Text shown:
Summary: We have cleaned Christmas up. We have sanitized and glamorized it. Just as there was no room in the Inn, there is no room for the pain of Christmas?
“The Pain of Christmas?”
Angel choirs. . . glowing stars, wise men with gifts . . . animals peering reverently into the stall-turned birthing room in awe . . . mother and father raptured by sheer joy. Christmas. The clean version. The sanitized and glamorized TV special account. Just as there was no room in the Inn, there is no room for the pain of Christmas? The first day of Jesus’ life is swaddling clothes and violin music. It seems to stand in stark contrast to the last day of His life which is marked by shrouds and a screaming guitar solo fit for a horror movie. We have no problem dwelling on the pain of calvary a scene fraught with betrayal, suicide, whips, lies, thorns, spears, nails, hammers, and torn flesh. But pain at Christmas? That doesn’t fit our Silent Night version of the first Christmas. Perhaps we should take a real look at the holy night that Christ was born. All was not calm and certainly all wasn’t bright. No sterile hospital room could be found. The baby was born in a dirty, nasty, manure-littered (Jesus wasn’t the only one who needed a diaper genie), hay filled stable. Not to mention the smell. Have you been in a barn lately? Ever been in one that smelled like your local Bath and Body or baby powder? The environment wasn’t perfect. We can accept that. We can handle that concept. But pain? Childbirth comes with sweat, strain, occasional screams, and in some cases possibly swears. Anyone who has ever witnessed childbirth knows that it isn’t pretty even though it is beautiful. Mary is faced with the real pain of real childbirth. Jesus wasn’t a one push delivery with all pain divinely absolved. Gritted teeth, labored breathing, cries of agony and tightly clenched fists were the welcome matt that Jesus crossed to become one of us. It was bloody, slimy, and messy. We don’t mind the thought of pain on the cross, but we conveniently ignore the pain of Christmas. Birthing Jesus hurt.

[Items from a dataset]
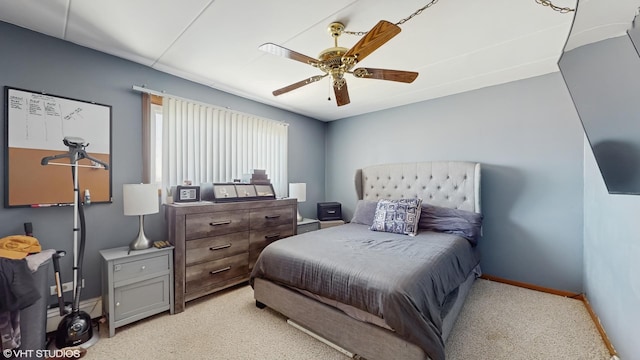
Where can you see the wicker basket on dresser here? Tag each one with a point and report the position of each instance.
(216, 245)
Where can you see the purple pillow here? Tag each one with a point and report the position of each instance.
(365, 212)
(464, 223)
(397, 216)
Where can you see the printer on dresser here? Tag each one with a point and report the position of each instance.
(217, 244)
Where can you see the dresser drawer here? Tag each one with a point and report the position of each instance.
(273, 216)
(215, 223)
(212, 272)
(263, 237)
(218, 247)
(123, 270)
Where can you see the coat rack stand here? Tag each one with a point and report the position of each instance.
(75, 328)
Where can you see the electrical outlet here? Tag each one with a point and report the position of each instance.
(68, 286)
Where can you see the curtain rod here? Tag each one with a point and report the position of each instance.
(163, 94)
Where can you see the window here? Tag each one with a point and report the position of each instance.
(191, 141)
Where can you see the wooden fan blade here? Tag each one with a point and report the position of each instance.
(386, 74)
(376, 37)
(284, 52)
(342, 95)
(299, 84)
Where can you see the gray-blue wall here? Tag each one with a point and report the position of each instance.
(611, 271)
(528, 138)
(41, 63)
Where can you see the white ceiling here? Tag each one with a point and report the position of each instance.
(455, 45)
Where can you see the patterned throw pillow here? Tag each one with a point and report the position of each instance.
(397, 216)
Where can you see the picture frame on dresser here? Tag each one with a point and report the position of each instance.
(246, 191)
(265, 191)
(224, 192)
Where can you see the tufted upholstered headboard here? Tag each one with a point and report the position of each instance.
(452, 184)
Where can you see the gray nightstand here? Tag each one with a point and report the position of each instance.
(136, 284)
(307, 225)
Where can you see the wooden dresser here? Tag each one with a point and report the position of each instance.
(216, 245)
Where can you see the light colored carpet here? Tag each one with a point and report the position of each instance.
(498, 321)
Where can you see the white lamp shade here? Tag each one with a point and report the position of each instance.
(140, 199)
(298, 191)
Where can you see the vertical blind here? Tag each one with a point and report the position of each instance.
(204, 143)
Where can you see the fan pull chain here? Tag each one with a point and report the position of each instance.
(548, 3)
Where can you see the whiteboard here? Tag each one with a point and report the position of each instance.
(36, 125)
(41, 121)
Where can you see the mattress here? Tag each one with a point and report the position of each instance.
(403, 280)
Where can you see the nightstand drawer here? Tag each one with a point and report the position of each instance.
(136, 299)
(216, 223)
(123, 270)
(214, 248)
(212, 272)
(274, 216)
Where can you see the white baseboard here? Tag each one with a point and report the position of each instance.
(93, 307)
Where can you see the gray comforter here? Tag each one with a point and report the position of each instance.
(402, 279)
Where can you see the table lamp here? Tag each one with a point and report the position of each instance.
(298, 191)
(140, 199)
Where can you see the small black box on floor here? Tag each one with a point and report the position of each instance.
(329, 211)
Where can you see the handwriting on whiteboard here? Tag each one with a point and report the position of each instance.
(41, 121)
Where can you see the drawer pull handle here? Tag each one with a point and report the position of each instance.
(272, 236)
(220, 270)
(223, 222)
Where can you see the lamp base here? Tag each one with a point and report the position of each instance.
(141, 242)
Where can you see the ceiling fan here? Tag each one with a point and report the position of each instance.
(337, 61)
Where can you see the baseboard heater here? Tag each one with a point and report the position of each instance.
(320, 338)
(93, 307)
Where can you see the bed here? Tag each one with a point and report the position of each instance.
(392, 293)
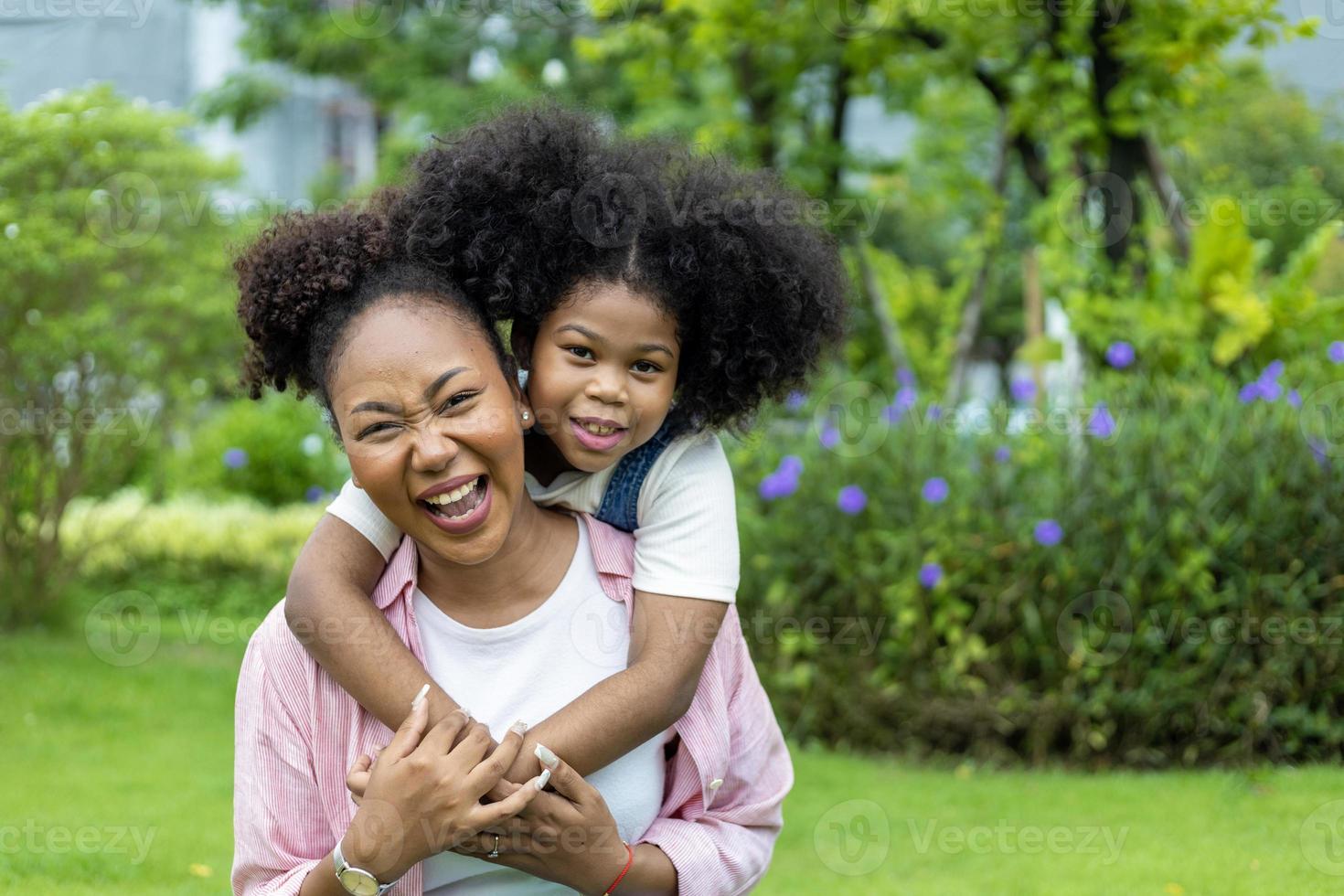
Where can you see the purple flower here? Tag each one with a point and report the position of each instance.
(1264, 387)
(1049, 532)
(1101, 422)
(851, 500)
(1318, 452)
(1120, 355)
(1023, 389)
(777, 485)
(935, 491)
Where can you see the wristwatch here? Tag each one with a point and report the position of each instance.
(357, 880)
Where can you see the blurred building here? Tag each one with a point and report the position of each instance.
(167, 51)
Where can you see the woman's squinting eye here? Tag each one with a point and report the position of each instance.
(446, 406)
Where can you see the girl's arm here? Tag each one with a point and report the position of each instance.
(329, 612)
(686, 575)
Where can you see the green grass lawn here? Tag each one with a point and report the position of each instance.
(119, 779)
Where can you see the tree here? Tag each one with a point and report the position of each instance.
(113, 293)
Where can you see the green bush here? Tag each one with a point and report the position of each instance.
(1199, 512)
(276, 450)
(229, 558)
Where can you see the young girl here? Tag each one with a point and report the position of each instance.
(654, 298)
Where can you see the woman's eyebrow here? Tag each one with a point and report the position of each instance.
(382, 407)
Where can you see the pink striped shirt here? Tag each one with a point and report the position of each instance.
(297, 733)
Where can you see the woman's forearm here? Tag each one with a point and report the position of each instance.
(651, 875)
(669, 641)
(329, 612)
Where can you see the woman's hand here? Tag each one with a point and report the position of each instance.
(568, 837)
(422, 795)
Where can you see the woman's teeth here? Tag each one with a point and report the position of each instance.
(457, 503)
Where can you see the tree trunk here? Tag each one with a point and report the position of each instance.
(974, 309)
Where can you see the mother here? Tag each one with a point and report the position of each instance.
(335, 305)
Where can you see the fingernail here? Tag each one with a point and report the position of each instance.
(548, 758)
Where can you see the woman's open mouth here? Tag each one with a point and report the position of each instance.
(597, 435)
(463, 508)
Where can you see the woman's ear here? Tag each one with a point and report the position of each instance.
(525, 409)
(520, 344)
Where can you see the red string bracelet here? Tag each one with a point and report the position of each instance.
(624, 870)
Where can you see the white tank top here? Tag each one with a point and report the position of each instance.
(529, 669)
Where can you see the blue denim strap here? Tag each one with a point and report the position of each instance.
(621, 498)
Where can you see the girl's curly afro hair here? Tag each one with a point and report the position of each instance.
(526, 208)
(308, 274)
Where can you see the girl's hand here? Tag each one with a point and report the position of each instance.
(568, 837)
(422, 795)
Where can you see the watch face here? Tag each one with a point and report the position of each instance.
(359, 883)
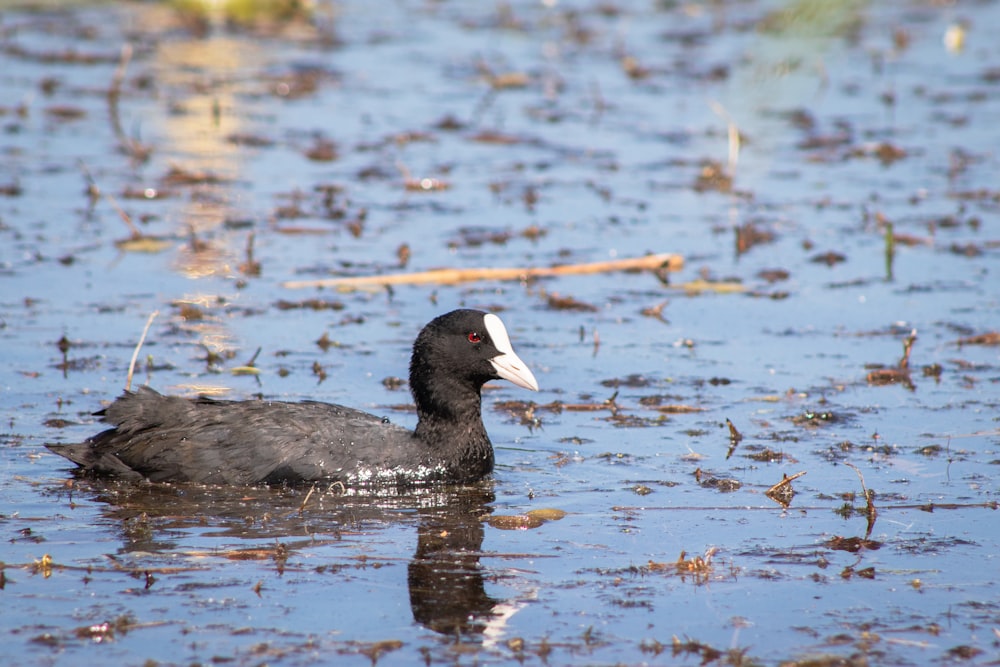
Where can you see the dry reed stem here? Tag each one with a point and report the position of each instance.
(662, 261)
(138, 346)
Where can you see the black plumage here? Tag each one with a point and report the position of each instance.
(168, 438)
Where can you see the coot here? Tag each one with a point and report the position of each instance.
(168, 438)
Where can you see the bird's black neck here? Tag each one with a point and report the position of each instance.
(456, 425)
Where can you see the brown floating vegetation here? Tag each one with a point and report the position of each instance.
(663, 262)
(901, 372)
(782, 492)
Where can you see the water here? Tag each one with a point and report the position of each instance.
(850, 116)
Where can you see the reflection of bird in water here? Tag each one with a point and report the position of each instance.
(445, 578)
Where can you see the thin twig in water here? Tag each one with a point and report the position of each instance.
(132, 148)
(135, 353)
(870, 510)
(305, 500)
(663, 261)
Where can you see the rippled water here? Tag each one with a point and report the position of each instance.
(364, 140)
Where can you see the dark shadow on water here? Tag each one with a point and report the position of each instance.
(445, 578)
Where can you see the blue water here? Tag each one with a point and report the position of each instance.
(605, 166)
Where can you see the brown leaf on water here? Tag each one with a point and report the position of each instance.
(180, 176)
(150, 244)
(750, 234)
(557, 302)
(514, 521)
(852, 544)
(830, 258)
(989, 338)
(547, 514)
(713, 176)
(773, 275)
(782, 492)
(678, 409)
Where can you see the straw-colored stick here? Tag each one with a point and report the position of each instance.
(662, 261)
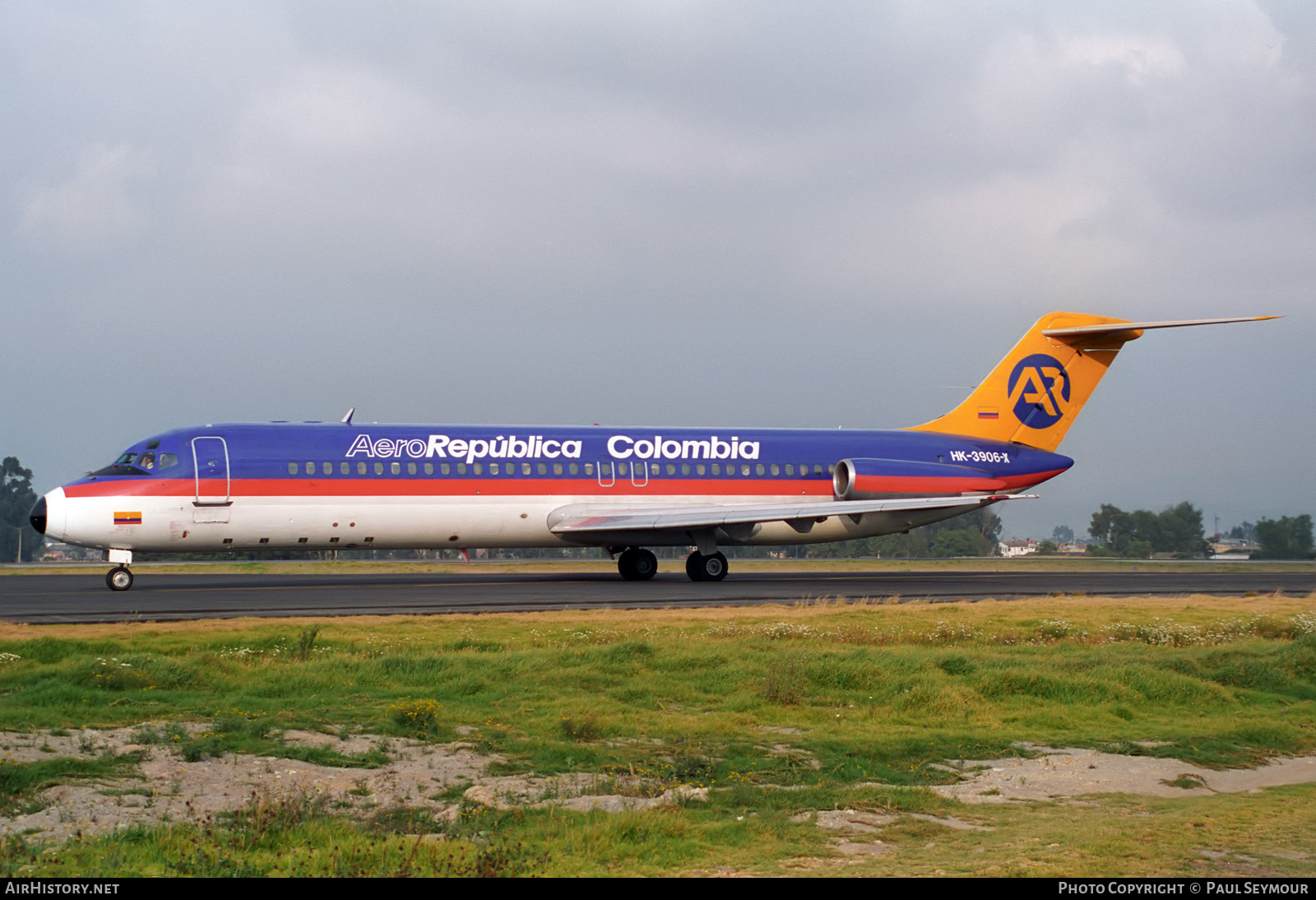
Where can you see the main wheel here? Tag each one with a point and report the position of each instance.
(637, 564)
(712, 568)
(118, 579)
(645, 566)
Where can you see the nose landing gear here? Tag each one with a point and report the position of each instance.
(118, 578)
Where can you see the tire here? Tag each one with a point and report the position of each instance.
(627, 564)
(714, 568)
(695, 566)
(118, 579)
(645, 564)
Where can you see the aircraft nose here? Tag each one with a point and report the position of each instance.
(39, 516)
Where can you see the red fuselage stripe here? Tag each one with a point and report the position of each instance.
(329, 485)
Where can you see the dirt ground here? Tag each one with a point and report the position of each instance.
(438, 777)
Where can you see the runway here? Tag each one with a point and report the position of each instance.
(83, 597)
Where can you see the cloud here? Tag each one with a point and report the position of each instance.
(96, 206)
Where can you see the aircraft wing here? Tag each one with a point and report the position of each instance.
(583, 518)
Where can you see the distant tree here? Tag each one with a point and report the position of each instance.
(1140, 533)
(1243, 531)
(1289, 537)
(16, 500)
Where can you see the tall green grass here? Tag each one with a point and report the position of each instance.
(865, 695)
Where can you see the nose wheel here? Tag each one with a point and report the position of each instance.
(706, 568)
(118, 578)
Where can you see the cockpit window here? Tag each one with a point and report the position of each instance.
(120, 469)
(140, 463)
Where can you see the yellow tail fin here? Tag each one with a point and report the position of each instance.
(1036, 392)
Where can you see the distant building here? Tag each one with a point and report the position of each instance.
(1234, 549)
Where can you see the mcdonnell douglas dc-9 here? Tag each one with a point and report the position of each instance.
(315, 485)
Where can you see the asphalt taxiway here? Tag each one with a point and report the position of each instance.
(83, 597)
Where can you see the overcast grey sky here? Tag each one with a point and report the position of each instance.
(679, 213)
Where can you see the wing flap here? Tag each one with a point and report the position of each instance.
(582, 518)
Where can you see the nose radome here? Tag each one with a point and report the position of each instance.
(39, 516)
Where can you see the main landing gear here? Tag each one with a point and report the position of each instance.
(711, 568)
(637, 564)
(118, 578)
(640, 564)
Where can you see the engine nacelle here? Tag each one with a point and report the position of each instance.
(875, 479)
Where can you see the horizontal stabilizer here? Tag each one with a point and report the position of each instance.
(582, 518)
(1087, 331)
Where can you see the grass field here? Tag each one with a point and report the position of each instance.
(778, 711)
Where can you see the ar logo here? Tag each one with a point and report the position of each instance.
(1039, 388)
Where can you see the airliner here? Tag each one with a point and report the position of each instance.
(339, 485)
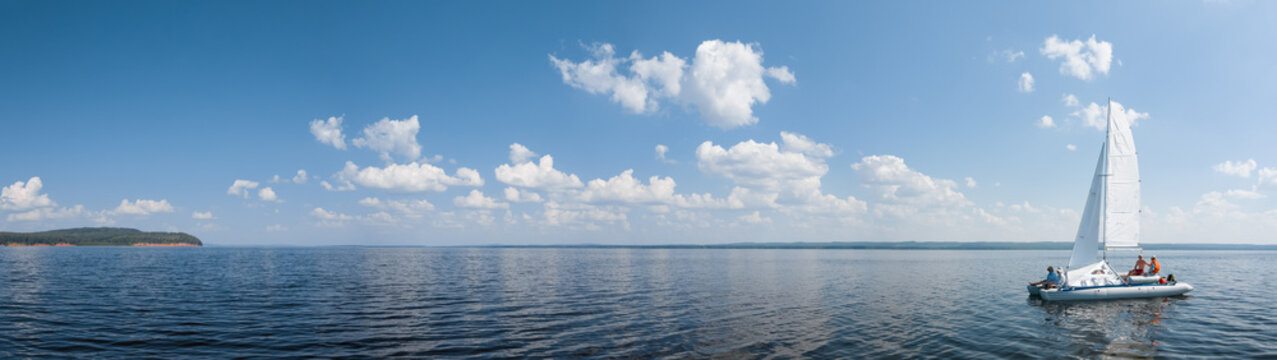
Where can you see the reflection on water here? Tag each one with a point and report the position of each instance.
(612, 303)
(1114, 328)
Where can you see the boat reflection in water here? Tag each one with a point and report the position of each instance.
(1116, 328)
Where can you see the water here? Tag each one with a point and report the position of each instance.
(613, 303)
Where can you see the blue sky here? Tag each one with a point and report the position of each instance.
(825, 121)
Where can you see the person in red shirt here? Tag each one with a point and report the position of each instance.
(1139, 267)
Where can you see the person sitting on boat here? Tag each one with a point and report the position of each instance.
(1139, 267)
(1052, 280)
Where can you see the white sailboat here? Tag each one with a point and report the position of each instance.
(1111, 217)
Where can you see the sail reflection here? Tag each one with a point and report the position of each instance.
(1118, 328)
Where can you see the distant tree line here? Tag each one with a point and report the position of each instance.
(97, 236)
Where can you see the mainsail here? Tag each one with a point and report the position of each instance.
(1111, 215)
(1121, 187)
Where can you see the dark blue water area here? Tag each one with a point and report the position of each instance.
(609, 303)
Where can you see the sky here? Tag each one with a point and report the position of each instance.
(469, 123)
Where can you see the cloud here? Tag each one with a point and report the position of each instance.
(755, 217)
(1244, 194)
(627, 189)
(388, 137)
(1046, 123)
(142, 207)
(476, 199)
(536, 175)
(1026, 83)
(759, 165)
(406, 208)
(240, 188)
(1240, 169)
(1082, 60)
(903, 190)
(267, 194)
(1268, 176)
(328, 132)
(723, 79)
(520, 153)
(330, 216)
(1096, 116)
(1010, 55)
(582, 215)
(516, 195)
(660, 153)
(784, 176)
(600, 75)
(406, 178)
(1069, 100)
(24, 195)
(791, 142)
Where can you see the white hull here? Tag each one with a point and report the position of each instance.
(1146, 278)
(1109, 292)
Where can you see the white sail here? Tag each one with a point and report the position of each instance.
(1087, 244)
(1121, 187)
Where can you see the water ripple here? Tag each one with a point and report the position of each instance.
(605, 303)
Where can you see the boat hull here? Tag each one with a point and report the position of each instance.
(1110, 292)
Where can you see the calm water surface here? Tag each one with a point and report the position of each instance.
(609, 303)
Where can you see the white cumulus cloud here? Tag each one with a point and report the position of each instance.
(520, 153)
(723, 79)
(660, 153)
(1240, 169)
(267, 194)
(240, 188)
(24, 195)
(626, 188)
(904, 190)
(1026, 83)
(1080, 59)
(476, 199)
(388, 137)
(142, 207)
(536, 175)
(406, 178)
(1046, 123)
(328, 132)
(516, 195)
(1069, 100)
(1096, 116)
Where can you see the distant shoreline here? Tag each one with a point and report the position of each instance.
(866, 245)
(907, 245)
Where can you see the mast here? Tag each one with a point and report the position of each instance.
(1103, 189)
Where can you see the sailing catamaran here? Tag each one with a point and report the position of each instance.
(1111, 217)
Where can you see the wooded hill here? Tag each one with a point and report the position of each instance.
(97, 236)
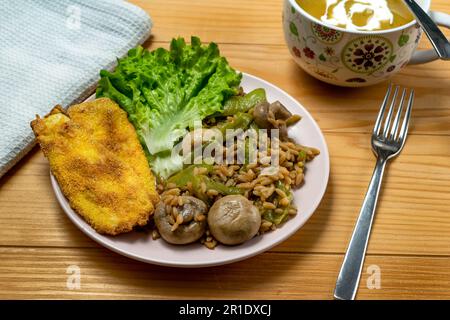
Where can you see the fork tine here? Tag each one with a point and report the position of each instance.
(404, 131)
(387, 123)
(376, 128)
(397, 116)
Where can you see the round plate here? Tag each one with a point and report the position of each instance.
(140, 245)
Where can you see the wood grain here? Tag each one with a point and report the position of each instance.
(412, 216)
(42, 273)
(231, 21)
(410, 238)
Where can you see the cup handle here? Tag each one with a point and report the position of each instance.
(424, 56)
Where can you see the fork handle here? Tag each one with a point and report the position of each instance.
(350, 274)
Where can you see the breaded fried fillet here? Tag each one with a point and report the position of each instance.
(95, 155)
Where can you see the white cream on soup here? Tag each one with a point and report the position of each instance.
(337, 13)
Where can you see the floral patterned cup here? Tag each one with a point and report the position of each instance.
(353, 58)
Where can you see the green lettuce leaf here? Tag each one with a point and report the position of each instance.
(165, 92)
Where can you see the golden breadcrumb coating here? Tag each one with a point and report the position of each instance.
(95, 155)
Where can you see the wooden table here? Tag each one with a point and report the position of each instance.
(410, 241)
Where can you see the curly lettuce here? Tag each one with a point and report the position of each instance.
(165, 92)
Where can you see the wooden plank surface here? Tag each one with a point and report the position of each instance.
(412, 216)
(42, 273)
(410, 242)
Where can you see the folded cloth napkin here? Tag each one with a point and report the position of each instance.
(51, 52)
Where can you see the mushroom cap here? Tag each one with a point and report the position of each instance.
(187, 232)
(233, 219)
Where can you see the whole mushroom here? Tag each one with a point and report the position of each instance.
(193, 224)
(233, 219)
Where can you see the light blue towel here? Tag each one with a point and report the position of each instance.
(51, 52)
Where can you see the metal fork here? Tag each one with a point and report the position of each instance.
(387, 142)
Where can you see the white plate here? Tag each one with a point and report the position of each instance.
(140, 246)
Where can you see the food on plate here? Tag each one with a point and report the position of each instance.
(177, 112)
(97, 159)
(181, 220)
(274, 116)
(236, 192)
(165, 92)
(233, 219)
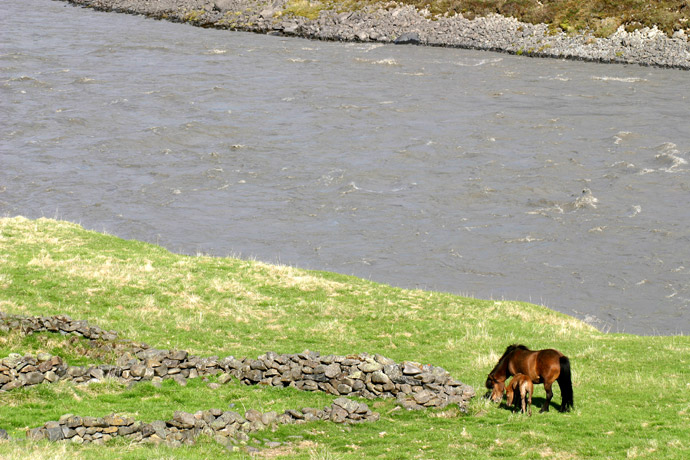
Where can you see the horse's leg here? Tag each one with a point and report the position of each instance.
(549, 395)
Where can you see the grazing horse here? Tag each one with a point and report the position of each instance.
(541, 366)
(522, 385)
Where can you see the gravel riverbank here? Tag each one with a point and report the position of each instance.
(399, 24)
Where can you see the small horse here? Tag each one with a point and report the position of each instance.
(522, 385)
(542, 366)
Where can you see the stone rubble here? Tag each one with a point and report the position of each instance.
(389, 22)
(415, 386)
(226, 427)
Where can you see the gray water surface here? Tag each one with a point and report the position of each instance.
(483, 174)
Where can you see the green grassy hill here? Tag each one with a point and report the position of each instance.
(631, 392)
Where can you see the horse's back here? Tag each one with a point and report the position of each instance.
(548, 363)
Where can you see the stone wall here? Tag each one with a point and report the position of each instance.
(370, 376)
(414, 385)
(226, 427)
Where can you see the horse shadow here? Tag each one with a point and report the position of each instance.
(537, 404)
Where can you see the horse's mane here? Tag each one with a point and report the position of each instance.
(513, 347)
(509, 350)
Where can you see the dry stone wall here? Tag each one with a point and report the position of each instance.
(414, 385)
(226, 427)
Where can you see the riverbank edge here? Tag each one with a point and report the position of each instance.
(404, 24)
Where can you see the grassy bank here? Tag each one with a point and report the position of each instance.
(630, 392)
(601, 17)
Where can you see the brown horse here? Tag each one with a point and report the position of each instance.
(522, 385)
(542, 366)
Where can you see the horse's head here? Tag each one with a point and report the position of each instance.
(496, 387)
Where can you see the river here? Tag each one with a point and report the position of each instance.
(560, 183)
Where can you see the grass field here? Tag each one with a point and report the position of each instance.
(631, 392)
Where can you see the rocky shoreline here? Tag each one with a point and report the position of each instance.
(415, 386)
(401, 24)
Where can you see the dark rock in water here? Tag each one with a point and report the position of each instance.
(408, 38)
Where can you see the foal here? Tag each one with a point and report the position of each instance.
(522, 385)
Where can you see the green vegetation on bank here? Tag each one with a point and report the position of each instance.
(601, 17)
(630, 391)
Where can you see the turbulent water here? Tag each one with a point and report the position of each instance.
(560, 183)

Questions to answer:
1. In the reflection on the pain of Christmas, what marks the last day of Jesus' life?
2. Extend the reflection on the pain of Christmas beyond its final sentence.

Outputs in order:
1. Shrouds and a screaming guitar solo fit for a horror movie.

2.
Why is it even necessary to take a fresh look at Christmas? Why not just continue to Clorox the event to look like the children’s play complete with bath robes and baby doll Jesus’ we see every year? The pain of Christmas teaches us that even when we are birthing God things, pain should not be a surprise guest. Our obedience to God’s instructions doesn’t mean we won’t find ourselves face to face with agony, strain and bloody situations. Birthing “God things” are almost always accompanied by pain. In fact, we should expect things to get messy. The animals might just not stand still or even be remotely interested in what miracle is coming to life. No may travel from afar, much less across the room or office to see our new arrival. However, if we are willing to endure the pain and the unpleasantness of the birth, although our experience may not be as picturesque as a Christmas card, angels may sing and history may be changed. Out of “nowhere” (an animal storage facility on a back street) the answer for our need may appear and the solution to age old questions may be found.